What you are asked to do> Rewrite all the lines below, replacing "give the coordinates" with "list the coordinates" and keeping everything else the same. Leave the pictures out of your answer.
--- BEGIN Provided information ---
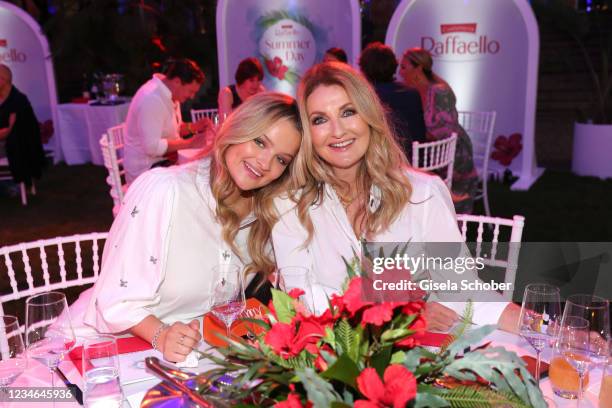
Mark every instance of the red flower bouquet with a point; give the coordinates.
(364, 354)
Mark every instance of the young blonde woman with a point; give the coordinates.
(177, 223)
(352, 182)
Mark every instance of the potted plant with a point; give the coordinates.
(589, 30)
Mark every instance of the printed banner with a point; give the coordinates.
(488, 52)
(24, 49)
(287, 36)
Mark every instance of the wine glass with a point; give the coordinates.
(297, 277)
(13, 361)
(538, 321)
(568, 366)
(227, 299)
(49, 334)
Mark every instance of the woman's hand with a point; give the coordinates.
(178, 340)
(439, 317)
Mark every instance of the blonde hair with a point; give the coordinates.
(384, 162)
(249, 121)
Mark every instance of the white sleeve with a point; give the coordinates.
(135, 254)
(288, 239)
(442, 227)
(150, 126)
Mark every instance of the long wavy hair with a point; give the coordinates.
(383, 165)
(249, 121)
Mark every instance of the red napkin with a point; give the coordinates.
(125, 345)
(433, 339)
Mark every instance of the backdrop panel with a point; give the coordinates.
(288, 36)
(24, 49)
(488, 52)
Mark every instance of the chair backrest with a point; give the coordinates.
(212, 114)
(473, 229)
(479, 127)
(436, 156)
(112, 144)
(50, 264)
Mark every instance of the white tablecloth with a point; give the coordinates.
(81, 126)
(37, 375)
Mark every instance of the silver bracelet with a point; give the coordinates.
(156, 335)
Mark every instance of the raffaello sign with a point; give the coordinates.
(10, 55)
(460, 40)
(488, 53)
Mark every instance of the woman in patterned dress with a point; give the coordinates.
(441, 121)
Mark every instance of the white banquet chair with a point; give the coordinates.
(50, 264)
(500, 257)
(112, 144)
(436, 156)
(479, 127)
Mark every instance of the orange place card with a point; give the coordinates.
(212, 325)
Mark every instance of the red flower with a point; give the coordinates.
(507, 148)
(293, 401)
(276, 68)
(398, 388)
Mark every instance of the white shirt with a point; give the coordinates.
(160, 251)
(152, 119)
(429, 217)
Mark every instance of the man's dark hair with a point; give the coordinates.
(248, 68)
(378, 63)
(184, 69)
(339, 53)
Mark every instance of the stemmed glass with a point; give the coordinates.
(538, 321)
(592, 348)
(227, 299)
(13, 360)
(49, 335)
(297, 277)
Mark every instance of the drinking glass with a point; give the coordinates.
(227, 300)
(49, 335)
(605, 393)
(538, 321)
(297, 277)
(568, 366)
(101, 372)
(13, 360)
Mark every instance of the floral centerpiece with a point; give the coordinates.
(363, 354)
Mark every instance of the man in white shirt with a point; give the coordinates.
(154, 125)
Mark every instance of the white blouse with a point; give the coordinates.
(160, 251)
(430, 217)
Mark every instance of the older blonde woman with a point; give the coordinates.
(352, 183)
(177, 223)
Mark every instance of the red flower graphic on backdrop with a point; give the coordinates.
(398, 388)
(507, 148)
(276, 67)
(46, 130)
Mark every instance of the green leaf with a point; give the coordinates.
(380, 360)
(344, 369)
(320, 392)
(470, 338)
(283, 305)
(398, 357)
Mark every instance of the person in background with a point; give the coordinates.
(352, 182)
(249, 75)
(154, 127)
(335, 54)
(177, 223)
(378, 63)
(441, 120)
(19, 131)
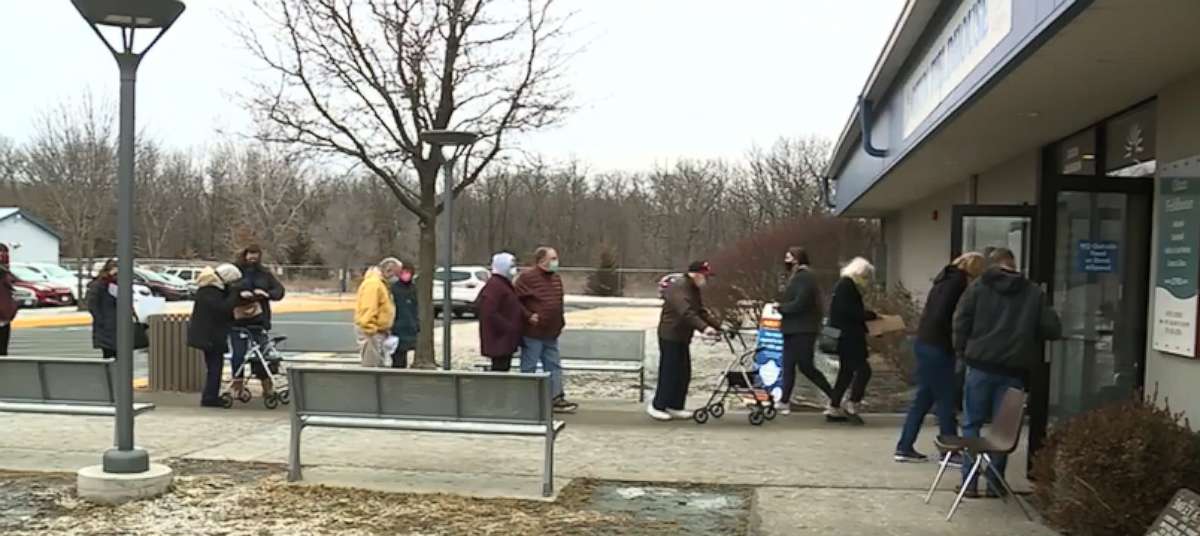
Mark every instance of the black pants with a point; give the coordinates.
(853, 371)
(675, 375)
(214, 361)
(503, 363)
(798, 353)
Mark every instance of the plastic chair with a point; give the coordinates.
(1002, 438)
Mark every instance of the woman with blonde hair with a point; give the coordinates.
(850, 315)
(935, 355)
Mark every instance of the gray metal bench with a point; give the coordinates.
(622, 351)
(60, 385)
(423, 401)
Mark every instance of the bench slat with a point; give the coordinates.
(57, 408)
(498, 428)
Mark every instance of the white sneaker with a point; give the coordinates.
(657, 415)
(678, 413)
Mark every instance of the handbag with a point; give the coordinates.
(827, 339)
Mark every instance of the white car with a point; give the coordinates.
(57, 275)
(466, 283)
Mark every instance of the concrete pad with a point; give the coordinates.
(114, 488)
(882, 512)
(483, 486)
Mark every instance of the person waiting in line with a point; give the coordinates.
(258, 289)
(540, 290)
(501, 314)
(683, 314)
(1000, 326)
(102, 306)
(801, 309)
(850, 314)
(373, 314)
(406, 326)
(211, 320)
(7, 301)
(936, 381)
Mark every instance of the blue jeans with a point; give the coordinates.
(545, 351)
(981, 398)
(935, 390)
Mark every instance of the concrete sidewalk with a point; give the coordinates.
(809, 476)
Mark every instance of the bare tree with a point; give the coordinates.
(70, 172)
(365, 78)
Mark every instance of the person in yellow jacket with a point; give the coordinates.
(375, 313)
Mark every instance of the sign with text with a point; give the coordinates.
(1096, 257)
(1179, 264)
(1181, 516)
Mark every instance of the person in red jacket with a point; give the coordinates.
(501, 315)
(540, 290)
(7, 302)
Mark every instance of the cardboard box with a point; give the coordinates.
(885, 324)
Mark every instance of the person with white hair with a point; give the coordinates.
(850, 315)
(211, 320)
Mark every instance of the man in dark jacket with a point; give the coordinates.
(7, 302)
(406, 326)
(801, 309)
(1000, 326)
(683, 314)
(501, 314)
(540, 290)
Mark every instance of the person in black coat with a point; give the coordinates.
(936, 381)
(209, 326)
(801, 309)
(102, 306)
(849, 314)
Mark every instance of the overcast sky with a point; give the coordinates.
(657, 80)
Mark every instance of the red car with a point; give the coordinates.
(46, 293)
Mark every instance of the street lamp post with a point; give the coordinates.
(129, 17)
(451, 139)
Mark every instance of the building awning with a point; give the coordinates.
(1057, 72)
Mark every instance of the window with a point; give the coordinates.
(1129, 142)
(1077, 155)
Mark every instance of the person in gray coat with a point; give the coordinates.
(801, 308)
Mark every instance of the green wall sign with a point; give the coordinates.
(1179, 265)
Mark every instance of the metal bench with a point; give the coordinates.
(423, 401)
(60, 385)
(622, 351)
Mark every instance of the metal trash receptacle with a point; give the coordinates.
(173, 365)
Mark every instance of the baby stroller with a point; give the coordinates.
(261, 351)
(739, 379)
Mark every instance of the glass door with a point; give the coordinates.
(1099, 288)
(978, 228)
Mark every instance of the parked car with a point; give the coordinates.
(24, 297)
(45, 291)
(57, 275)
(466, 283)
(666, 282)
(160, 287)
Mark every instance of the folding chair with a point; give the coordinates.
(1002, 438)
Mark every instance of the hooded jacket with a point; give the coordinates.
(1001, 323)
(801, 303)
(256, 277)
(936, 326)
(375, 312)
(501, 315)
(208, 330)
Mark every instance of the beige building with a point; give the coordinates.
(1069, 132)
--- END Provided information ---
Task response>
Mark every instance of the red flower bouquet with a point; list the coordinates.
(364, 354)
Mark every instance of the young blonde woman with a point; list the coordinates.
(177, 223)
(352, 182)
Mark every instance of the potted plant with a point; list the coordinates.
(589, 30)
Mark every instance of the printed banner with a point; list the coordinates.
(488, 52)
(24, 49)
(287, 36)
Mark every instance of the wine glass with a point; list the coordinates.
(297, 277)
(13, 361)
(538, 321)
(568, 366)
(227, 299)
(49, 334)
Mark every instance of the woman's hand with a point; list the coordinates.
(178, 340)
(439, 317)
Mark every instance of the blonde hair with a point; list the coordinates.
(384, 162)
(249, 121)
Mark every instance of the white sleeve with a point; list the coordinates.
(135, 254)
(288, 239)
(442, 227)
(150, 126)
Mark every instance of the long wavy hair with a point; list the coordinates.
(383, 165)
(249, 121)
Mark every instance of the red napkin with a point; list the coordinates.
(125, 345)
(433, 339)
Mark every instance of the backdrop panel with a point; list the coordinates.
(288, 36)
(24, 49)
(488, 52)
Mark every instance of the chair backrest with a point; list the coordinates.
(212, 114)
(473, 229)
(479, 127)
(436, 156)
(112, 144)
(50, 264)
Mark every instance of the white tablecloth with a point; list the coordinates.
(81, 126)
(37, 375)
Mark every instance of the silver bracelet with a point; list the coordinates.
(156, 335)
Mark every instance of the raffaello sign with a point; list the coordinates.
(10, 55)
(460, 40)
(488, 53)
Mark every instance of the woman in patterned dress with a point; list the coordinates.
(441, 121)
Mark every instance of the white banquet chair with a point; list the coordinates.
(50, 264)
(500, 257)
(112, 144)
(436, 156)
(479, 127)
Mark every instance of the orange place card with a point; list the coordinates.
(212, 325)
Mark every instance of the red flower with a point; list the coordinates.
(507, 148)
(293, 401)
(276, 68)
(398, 388)
Mark every instance of the white shirt with a point; list the coordinates.
(160, 251)
(152, 119)
(429, 217)
Mark every instance of the man's dark hair with a point; list the coordinates.
(248, 68)
(378, 63)
(184, 69)
(339, 53)
Mark every instance of the stemmed glass with a point; list the coordinates.
(538, 321)
(592, 348)
(227, 299)
(13, 360)
(49, 335)
(297, 277)
Mark every instance of the drinking glass with a point; list the coordinates.
(227, 300)
(49, 335)
(605, 393)
(538, 321)
(297, 277)
(568, 366)
(101, 372)
(13, 360)
Mark every instance of the floral centerpiece with a point; list the coordinates.
(363, 354)
Mark every instance of the man in white shirt with a point; list the coordinates.
(154, 125)
Mark every instance of the white blouse with a point; list the coordinates.
(160, 251)
(430, 217)
Mark every instance of the older blonde woman with a point; list the coordinates.
(352, 183)
(177, 223)
Mark every instance of the red flower graphic on backdrop with a point; list the coordinates.
(398, 388)
(507, 148)
(276, 67)
(46, 130)
Mark every instance of the green leaf with a point; list the coordinates.
(380, 360)
(344, 369)
(320, 392)
(470, 338)
(283, 305)
(398, 357)
Mark every instance of the person in background with a point; list the coordinates.
(352, 182)
(249, 75)
(154, 127)
(335, 54)
(177, 223)
(378, 63)
(441, 120)
(19, 131)
Mark every instance of the black pants with a point; list the coordinates.
(853, 371)
(675, 375)
(214, 361)
(503, 363)
(798, 353)
Mark every instance of the plastic chair with a point; list the coordinates.
(1002, 438)
Mark every instance of the woman with blonde hair with a point; list the coordinates.
(850, 315)
(935, 355)
Mark every instance of the gray metal bench with a point; list the coordinates.
(622, 351)
(60, 385)
(423, 401)
Mark every instance of the bench slat with a point; list the coordinates.
(57, 408)
(498, 428)
Mark every instance of the white sneaker with a point; list the coordinates.
(657, 415)
(678, 413)
Mark every instance of the handbag with a point; list the coordinates.
(827, 339)
Mark every instance of the white car with a point; list the coordinates.
(57, 275)
(466, 283)
Mark every instance of the concrete pad with a point; list the coordinates.
(114, 488)
(882, 512)
(483, 486)
Mark every instance of the person waiting in line with a point; list the coordinates.
(258, 289)
(540, 290)
(501, 314)
(683, 314)
(1000, 326)
(102, 306)
(801, 309)
(850, 314)
(373, 314)
(406, 326)
(211, 320)
(7, 301)
(936, 381)
Mark every instance of the blue jeans with a point; list the coordinates.
(545, 351)
(981, 398)
(935, 390)
Mark every instance of the concrete sidewalk with a point; list the coordinates.
(809, 476)
Mark every instance of the bare tree with a point; list the coordinates.
(70, 172)
(365, 78)
Mark every instance of the person in yellow jacket with a point; list the coordinates.
(375, 313)
Mark every instance of the sign with text with a point; list the coordinates.
(1096, 257)
(1179, 264)
(1181, 516)
Mark every instance of the person in red jacket with a point; list the coordinates.
(501, 315)
(540, 290)
(7, 302)
Mark every instance of the cardboard box with a point; list the coordinates.
(885, 324)
Mark every instance of the person with white hair with a point; list the coordinates.
(850, 315)
(211, 320)
Mark every instance of the man in dark jacket with a point; list the coordinates.
(7, 302)
(406, 326)
(801, 309)
(1000, 326)
(683, 314)
(501, 314)
(540, 290)
Mark every instance of the person in black coat with a point; list the coordinates.
(936, 381)
(209, 326)
(801, 309)
(102, 306)
(849, 314)
Mark every instance of the overcast sky with a point; list the coordinates.
(657, 80)
Mark every instance of the red car with a point; list the coordinates.
(46, 293)
Mark every instance of the street lamp post with a point; list the coordinates.
(129, 17)
(451, 139)
Mark every instance of the building awning with a point; list the coordinates.
(1057, 72)
Mark every instance of the window with a point; list the coordinates.
(1129, 142)
(1077, 155)
Mark every instance of the person in gray coat with a point; list the coordinates.
(801, 308)
Mark every instance of the green wall sign with a point; list the coordinates.
(1179, 265)
Mark every instance of the metal bench with a point; list the coordinates.
(423, 401)
(60, 385)
(622, 351)
Mark every instance of the metal trash receptacle with a point; list the coordinates.
(173, 365)
Mark every instance of the baby stroller with a point; list the coordinates.
(261, 351)
(739, 379)
Mark every instance of the glass door with a point; list the coordinates.
(1099, 288)
(978, 228)
Mark every instance of the parked car with a point; list the coordinates.
(24, 297)
(45, 291)
(57, 275)
(466, 283)
(666, 282)
(160, 287)
Mark every instance of the folding chair with a point; list the coordinates.
(1002, 438)
Mark every instance of the hooded jacket with a point; list the coordinates.
(1001, 323)
(801, 303)
(256, 277)
(936, 326)
(375, 312)
(501, 315)
(208, 330)
Mark every instance of the beige building with a point; list the coordinates.
(1069, 132)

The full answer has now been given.